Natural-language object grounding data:
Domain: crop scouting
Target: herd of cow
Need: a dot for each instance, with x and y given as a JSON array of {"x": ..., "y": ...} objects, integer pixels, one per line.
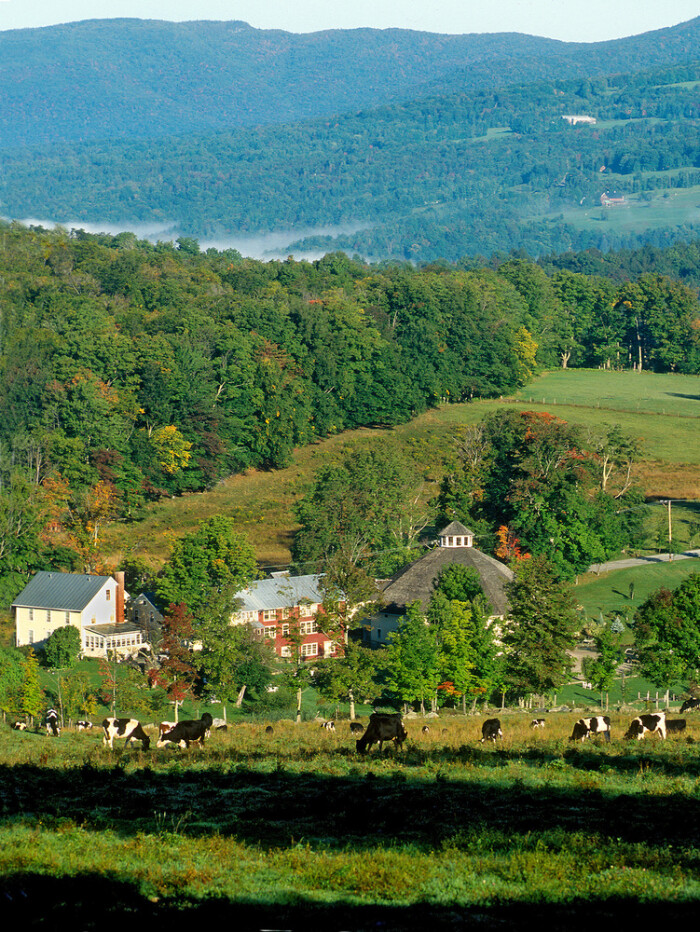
[{"x": 382, "y": 727}]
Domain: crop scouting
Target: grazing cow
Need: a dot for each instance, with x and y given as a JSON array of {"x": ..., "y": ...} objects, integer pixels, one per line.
[
  {"x": 186, "y": 732},
  {"x": 382, "y": 726},
  {"x": 491, "y": 730},
  {"x": 164, "y": 728},
  {"x": 585, "y": 727},
  {"x": 52, "y": 726},
  {"x": 675, "y": 725},
  {"x": 650, "y": 722},
  {"x": 124, "y": 728}
]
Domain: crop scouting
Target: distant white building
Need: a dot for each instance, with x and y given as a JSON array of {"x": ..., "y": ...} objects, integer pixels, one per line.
[
  {"x": 574, "y": 118},
  {"x": 92, "y": 604}
]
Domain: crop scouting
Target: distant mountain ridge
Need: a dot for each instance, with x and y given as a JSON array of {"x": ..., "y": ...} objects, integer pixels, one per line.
[{"x": 100, "y": 80}]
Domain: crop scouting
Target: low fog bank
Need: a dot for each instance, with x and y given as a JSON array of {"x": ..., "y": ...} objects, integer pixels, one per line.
[{"x": 271, "y": 245}]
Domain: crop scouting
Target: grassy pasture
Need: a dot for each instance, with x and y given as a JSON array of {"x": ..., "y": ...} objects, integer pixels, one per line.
[
  {"x": 659, "y": 208},
  {"x": 295, "y": 830},
  {"x": 660, "y": 410}
]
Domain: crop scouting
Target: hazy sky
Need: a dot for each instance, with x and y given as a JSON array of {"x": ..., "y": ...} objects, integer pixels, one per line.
[{"x": 589, "y": 21}]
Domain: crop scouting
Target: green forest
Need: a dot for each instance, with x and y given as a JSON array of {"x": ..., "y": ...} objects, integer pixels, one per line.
[{"x": 132, "y": 372}]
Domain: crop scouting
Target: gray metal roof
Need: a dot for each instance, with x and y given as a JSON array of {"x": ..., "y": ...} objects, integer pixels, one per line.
[
  {"x": 281, "y": 592},
  {"x": 415, "y": 581},
  {"x": 60, "y": 591}
]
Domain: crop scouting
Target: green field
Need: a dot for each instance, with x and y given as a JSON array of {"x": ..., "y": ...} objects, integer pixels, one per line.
[
  {"x": 294, "y": 830},
  {"x": 659, "y": 209},
  {"x": 661, "y": 411}
]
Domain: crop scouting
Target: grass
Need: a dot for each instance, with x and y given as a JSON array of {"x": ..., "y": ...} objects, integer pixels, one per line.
[
  {"x": 295, "y": 830},
  {"x": 660, "y": 410},
  {"x": 658, "y": 208}
]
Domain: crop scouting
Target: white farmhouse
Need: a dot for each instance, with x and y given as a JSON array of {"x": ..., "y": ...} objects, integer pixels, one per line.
[{"x": 93, "y": 604}]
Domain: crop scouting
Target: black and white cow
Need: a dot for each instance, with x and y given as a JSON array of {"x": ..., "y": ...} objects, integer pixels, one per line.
[
  {"x": 382, "y": 726},
  {"x": 52, "y": 726},
  {"x": 649, "y": 722},
  {"x": 192, "y": 731},
  {"x": 586, "y": 727},
  {"x": 675, "y": 725},
  {"x": 124, "y": 728},
  {"x": 491, "y": 730}
]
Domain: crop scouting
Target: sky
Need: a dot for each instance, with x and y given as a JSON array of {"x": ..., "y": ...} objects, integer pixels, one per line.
[{"x": 590, "y": 21}]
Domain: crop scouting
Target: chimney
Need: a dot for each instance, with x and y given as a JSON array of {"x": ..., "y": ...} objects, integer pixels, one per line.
[{"x": 119, "y": 607}]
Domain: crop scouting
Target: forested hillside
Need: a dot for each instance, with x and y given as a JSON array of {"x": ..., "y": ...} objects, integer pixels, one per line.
[{"x": 131, "y": 371}]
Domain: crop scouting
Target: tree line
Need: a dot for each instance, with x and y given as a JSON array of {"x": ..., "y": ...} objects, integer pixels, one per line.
[{"x": 131, "y": 370}]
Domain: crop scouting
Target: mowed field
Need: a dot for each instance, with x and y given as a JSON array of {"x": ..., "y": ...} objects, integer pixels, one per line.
[
  {"x": 661, "y": 411},
  {"x": 295, "y": 830}
]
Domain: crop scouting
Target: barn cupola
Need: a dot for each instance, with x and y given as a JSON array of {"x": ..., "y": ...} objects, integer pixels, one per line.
[{"x": 456, "y": 535}]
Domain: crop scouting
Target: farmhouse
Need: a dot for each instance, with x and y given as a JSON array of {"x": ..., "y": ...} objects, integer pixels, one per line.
[
  {"x": 284, "y": 605},
  {"x": 575, "y": 118},
  {"x": 93, "y": 604},
  {"x": 414, "y": 583}
]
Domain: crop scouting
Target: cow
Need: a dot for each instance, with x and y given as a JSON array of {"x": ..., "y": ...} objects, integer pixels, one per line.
[
  {"x": 382, "y": 726},
  {"x": 491, "y": 730},
  {"x": 649, "y": 722},
  {"x": 586, "y": 727},
  {"x": 164, "y": 728},
  {"x": 129, "y": 728},
  {"x": 52, "y": 726},
  {"x": 675, "y": 725},
  {"x": 187, "y": 732}
]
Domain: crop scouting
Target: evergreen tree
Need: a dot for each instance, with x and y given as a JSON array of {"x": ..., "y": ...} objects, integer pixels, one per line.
[
  {"x": 412, "y": 664},
  {"x": 540, "y": 628}
]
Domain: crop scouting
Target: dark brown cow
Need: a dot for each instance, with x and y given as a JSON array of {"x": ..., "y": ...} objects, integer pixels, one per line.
[{"x": 382, "y": 726}]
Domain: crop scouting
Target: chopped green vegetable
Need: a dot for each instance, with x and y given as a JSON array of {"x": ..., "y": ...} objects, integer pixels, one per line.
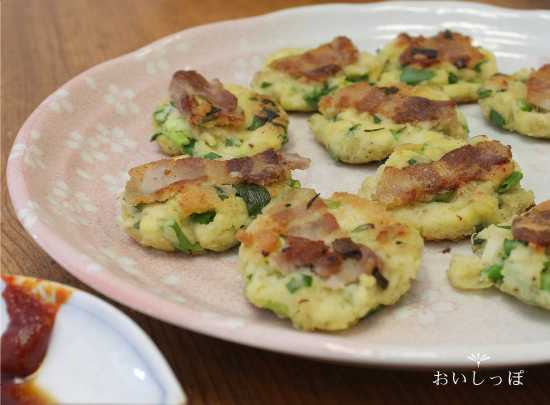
[
  {"x": 313, "y": 98},
  {"x": 508, "y": 246},
  {"x": 509, "y": 182},
  {"x": 353, "y": 128},
  {"x": 524, "y": 105},
  {"x": 494, "y": 272},
  {"x": 452, "y": 78},
  {"x": 333, "y": 204},
  {"x": 357, "y": 78},
  {"x": 255, "y": 196},
  {"x": 295, "y": 283},
  {"x": 260, "y": 120},
  {"x": 497, "y": 119},
  {"x": 183, "y": 243},
  {"x": 478, "y": 65},
  {"x": 362, "y": 228},
  {"x": 188, "y": 149},
  {"x": 396, "y": 133},
  {"x": 161, "y": 115},
  {"x": 203, "y": 217},
  {"x": 294, "y": 183},
  {"x": 484, "y": 93},
  {"x": 445, "y": 196},
  {"x": 155, "y": 136},
  {"x": 232, "y": 142},
  {"x": 413, "y": 76},
  {"x": 211, "y": 156},
  {"x": 222, "y": 195}
]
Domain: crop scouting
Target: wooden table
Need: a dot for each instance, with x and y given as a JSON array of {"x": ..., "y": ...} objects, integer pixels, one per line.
[{"x": 47, "y": 42}]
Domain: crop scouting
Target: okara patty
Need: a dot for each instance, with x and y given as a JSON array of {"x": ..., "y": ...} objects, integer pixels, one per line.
[
  {"x": 298, "y": 78},
  {"x": 447, "y": 60},
  {"x": 325, "y": 264},
  {"x": 206, "y": 119},
  {"x": 450, "y": 189},
  {"x": 520, "y": 102},
  {"x": 362, "y": 123},
  {"x": 513, "y": 257},
  {"x": 193, "y": 205}
]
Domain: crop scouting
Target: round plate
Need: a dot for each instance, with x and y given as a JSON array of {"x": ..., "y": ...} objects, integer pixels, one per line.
[{"x": 70, "y": 159}]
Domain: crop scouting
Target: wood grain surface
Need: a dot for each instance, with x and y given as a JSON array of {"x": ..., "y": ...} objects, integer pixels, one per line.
[{"x": 47, "y": 42}]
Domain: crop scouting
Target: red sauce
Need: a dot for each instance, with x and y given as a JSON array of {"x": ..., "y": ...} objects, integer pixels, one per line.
[{"x": 26, "y": 339}]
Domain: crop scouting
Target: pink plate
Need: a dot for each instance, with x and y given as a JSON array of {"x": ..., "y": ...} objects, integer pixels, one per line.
[{"x": 69, "y": 163}]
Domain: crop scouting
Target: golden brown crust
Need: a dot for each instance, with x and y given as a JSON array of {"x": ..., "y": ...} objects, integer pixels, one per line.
[
  {"x": 313, "y": 239},
  {"x": 321, "y": 63},
  {"x": 390, "y": 102},
  {"x": 534, "y": 226},
  {"x": 538, "y": 87},
  {"x": 158, "y": 181},
  {"x": 446, "y": 46},
  {"x": 469, "y": 163},
  {"x": 202, "y": 101}
]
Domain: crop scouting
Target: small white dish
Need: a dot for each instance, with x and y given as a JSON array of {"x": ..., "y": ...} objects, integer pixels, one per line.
[{"x": 98, "y": 355}]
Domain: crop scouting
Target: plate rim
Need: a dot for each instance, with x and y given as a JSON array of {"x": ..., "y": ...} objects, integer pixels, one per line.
[{"x": 145, "y": 301}]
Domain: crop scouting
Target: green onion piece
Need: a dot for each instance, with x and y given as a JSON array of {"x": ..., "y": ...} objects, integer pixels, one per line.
[
  {"x": 222, "y": 195},
  {"x": 203, "y": 217},
  {"x": 396, "y": 133},
  {"x": 478, "y": 65},
  {"x": 445, "y": 196},
  {"x": 188, "y": 149},
  {"x": 161, "y": 115},
  {"x": 494, "y": 273},
  {"x": 497, "y": 119},
  {"x": 183, "y": 243},
  {"x": 315, "y": 96},
  {"x": 211, "y": 156},
  {"x": 452, "y": 78},
  {"x": 524, "y": 105},
  {"x": 508, "y": 246},
  {"x": 484, "y": 93},
  {"x": 255, "y": 196},
  {"x": 413, "y": 76},
  {"x": 294, "y": 183},
  {"x": 295, "y": 283},
  {"x": 509, "y": 182},
  {"x": 357, "y": 78}
]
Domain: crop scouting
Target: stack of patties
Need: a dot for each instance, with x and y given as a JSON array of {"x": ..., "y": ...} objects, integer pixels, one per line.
[
  {"x": 362, "y": 123},
  {"x": 450, "y": 189},
  {"x": 298, "y": 78},
  {"x": 326, "y": 263},
  {"x": 212, "y": 120},
  {"x": 193, "y": 205}
]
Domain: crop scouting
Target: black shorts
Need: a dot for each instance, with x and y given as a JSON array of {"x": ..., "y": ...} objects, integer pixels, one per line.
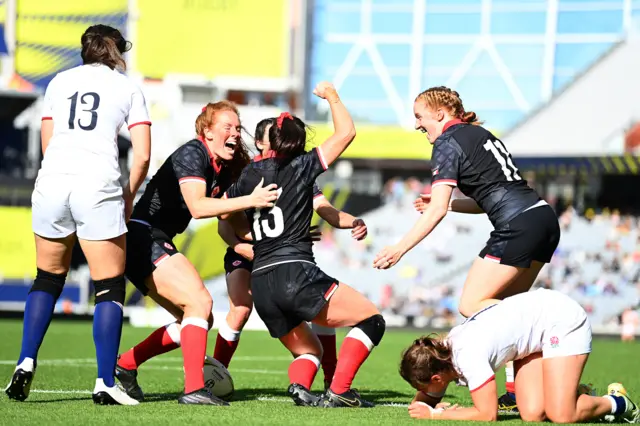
[
  {"x": 233, "y": 261},
  {"x": 532, "y": 235},
  {"x": 287, "y": 294},
  {"x": 146, "y": 248}
]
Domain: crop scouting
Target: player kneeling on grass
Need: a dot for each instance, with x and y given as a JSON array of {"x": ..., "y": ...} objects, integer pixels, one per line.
[
  {"x": 545, "y": 333},
  {"x": 287, "y": 286}
]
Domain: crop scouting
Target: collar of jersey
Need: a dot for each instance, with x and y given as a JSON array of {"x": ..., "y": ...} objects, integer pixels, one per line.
[
  {"x": 211, "y": 157},
  {"x": 270, "y": 154},
  {"x": 450, "y": 123}
]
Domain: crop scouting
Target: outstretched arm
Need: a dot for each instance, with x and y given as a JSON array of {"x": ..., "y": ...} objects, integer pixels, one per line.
[{"x": 435, "y": 212}]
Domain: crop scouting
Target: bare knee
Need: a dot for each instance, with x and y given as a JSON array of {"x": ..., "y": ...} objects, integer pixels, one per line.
[
  {"x": 532, "y": 414},
  {"x": 238, "y": 317},
  {"x": 563, "y": 417},
  {"x": 200, "y": 304}
]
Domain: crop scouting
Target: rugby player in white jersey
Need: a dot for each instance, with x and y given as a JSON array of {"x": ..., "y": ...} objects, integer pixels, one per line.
[
  {"x": 546, "y": 334},
  {"x": 77, "y": 196}
]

**What you should do**
Among the lines above, find those that contain the word "white" and copy them.

**Response area**
Target: distant white building
Target: white farmhouse
Target: black and white cow
Target: small white dish
Target: rugby player in white jersey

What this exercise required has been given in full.